**PASSAGE**
____________
Opened 10 months ago

Closed 9 months ago

Last modified 9 months ago

#18805 closed bug (fixed)

haikuporter cannot unmount packages after building some packages

Reported by: 3dEyes Owned by: waddlesplash
Priority: normal Milestone: R1/beta5
Component: System/Kernel Version: R1/Development
Keywords: Cc: korli
Blocked By: Blocking: #18849
Platform: All

Description

At the end of building large packages like mesa or libreoffice I get an error:

unmount: unmounting failed: Device/File/Resource busy
Unable to unmount /FastData/HaikuPorts/haikuports/app-office/libreoffice/work-24.2.1.1/boot/system.
FDs in use by applications:
Haikuporter could not unmount 'system' volume in chroot. Would you like to force an unmount? [y/N]

Apparently the problem occurred after changes href57501 - href57508.
____________
[Records excerpted from a collection]
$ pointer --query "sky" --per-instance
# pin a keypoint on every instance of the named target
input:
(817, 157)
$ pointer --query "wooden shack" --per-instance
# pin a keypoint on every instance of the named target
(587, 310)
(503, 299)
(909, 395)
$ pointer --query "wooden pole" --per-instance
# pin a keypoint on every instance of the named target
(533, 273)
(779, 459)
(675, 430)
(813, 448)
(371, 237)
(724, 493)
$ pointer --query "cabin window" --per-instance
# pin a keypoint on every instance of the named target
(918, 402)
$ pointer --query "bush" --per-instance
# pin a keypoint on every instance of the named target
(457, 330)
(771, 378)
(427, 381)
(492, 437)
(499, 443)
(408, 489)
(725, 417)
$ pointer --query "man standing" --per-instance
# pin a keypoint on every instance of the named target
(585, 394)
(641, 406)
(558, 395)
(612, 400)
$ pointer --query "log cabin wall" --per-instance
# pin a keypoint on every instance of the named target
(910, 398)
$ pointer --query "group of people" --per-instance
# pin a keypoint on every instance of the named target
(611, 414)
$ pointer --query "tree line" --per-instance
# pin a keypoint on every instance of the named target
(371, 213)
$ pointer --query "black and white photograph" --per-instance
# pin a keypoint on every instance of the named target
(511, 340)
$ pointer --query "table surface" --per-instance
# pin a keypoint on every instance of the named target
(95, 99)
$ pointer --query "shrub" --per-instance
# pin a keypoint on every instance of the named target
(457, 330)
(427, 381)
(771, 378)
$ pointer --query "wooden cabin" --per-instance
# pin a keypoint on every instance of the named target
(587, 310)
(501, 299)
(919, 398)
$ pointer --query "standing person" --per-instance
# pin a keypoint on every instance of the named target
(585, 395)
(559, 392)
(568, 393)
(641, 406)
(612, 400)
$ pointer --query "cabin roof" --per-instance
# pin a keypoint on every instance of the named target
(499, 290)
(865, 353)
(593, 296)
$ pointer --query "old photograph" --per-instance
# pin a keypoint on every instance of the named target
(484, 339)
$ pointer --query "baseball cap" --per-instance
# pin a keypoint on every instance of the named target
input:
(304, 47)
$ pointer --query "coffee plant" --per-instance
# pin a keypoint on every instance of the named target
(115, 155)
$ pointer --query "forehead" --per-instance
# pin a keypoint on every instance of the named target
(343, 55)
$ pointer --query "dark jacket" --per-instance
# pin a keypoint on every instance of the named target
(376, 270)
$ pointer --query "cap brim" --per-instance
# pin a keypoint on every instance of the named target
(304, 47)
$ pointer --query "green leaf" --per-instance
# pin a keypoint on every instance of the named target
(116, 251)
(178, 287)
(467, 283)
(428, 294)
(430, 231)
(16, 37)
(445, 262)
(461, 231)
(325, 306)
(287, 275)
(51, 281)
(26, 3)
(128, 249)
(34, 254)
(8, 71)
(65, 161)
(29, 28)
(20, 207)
____________
**CHALLENGES**
A. Which two packages does the bug ticket name as examples of large packages that end in the error?
B. Please continue the bug ticket after its last sentence.

**ANSWER LIST**
A. mesa and libreoffice

B.
PS: Haiku x86_64, hrev57581

Attachments (2)

unmount_fail.text (30.5 KB ) - added by begasus 10 months ago.
Unmount failure syslog
unmount_fail_use-F.txt (28.1 KB ) - added by begasus 10 months ago.
Running haikuporter with -F

Download all attachments as: .zip

Change History (22)

comment:1 by waddlesplash, 10 months ago

Component: - GeneralSystem/Kernel

comment:2 by 3dEyes, 10 months ago

Owner: changed from nobody to waddlesplash
Status: newassigned

comment:3 by waddlesplash, 10 months ago

Any chance this happens with any smaller packages than those?

That range contains not only my refactors but also korli's change to open() behavior. Any chance it could be narrowed down further?

comment:4 by 3dEyes, 10 months ago

At the moment I can only reproduce every time on two recipes - mesa and libreoffice. However, today I built a few dozen small packages - everything is fine.

comment:5 by begasus, 10 months ago

Happens also on R1B4 (both arch's).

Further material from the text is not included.